**DOCUMENT SEGMENT**.
◆ ◆ ◆ ◆ ◆

Estate of Loesch, In re

Decision Date28 June 1985
Docket NumberNo. 84-1007,84-1007
Citation89 Ill.Dec. 680,481 N.E.2d 32,134 Ill.App.3d 766
Parties, 89 Ill.Dec. 680 In re ESTATE OF Fred C. LOESCH, Deceased. Beverly HORVATH, et al., Petitioners-Appellees, v. Dolores LOESCH, Respondent-Appellant.
CourtUnited States Appellate Court of Illinois

Stephen B. Ruben, Stephen B. Ruben & Associates, Ltd., Hinsdale, for respondent-appellant.

Terrence E. Leonard, Chartered, Chicago, for petitioners-appellees.

BILANDIC, Justice:

Petitioner-appellee Beverly Horvath filed a petition to contest the purported last will of her father, Fred C. Loesch. The petition named the respondent-appellant, Dolores Loesch, the decedent's widow, as a respondent in her capacity as the executor only. After the petition was dismissed, Horvath filed an amended petition, but the court declared a mistrial because not all of the necessary parties--the other legatees--had been joined.

Horvath filed a second amended petition, and the other legatees filed separate appearances. After a trial, a jury found that the will was invalid because the decedent lacked testamentary capacity and because Dolores Loesch had exerted undue influence. Loesch filed a post-trial motion that sought to dismiss the entire proceedings, alleging that the trial court lacked jurisdiction because all the necessary parties had not been joined. Loesch also asked, in the alternative, that a new trial be granted because the petitioner had violated an order in limine and because of allegedly erroneous jury instructions. The trial court denied all motions, and Loesch appealed.

On appeal, we are asked to decide the following, whether: (1) the trial court lacked jurisdiction; (2) the court erred in not granting a new trial because the petitioner violated the order in limine; and (3) the court erred in failing to submit respondent's proffered instruction.

Respondent's husband, Fred C. Loesch, died testate on October 9, 1978, after several months of illness. He was survived by his widow, the respondent Dolores Loesch, and two daughters from a previous marriage, the petitioner Beverly Horvath and her sister Bonnie Hill. On November 8, a will that purported to be the decedent's last will and testament was admitted to probate. Respondent was appointed the executor. On the same day, petitioner Horvath filed a petition to set aside the will pursuant to section 8-1 of the Probate Act. Ill.Rev.Stat.1977, ch. 110- 1/2, par. 8-1.

The petition alleged that the will was invalid because the decedent lacked testamentary capacity and was unduly influenced by his wife, Dolores. The purported will left the entire estate worth approximately $1,000,000 to respondent, with the exception of separate $25,000 gifts to petitioner, Hill, and Frances Gordon (a/k/a Frances D. Karpez and Nancy Karpez), a friend of respondent's. Under a previous will executed soon after the decedent's marriage to respondent, Horvath and Hill would have shared equally in the estate.

◆ ◆ ◆ ◆ ◆

Referring expression data
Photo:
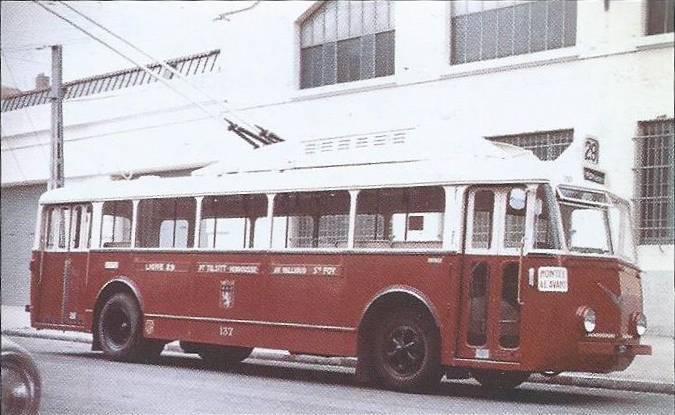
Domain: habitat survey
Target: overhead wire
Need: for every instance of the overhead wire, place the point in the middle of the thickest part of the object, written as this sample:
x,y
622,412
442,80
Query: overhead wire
x,y
30,121
163,64
265,137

◆ ◆ ◆ ◆ ◆

**TASK OBJECTIVE**. List every issue that the court opinion on the Loesch estate says the appellate court is asked to decide on appeal.

**ANSWER TO THIS EXERCISE**.
1. Whether the trial court lacked jurisdiction.
2. Whether the court erred in not granting a new trial because the petitioner violated the order in limine.
3. Whether the court erred in failing to submit the respondent's proffered instruction.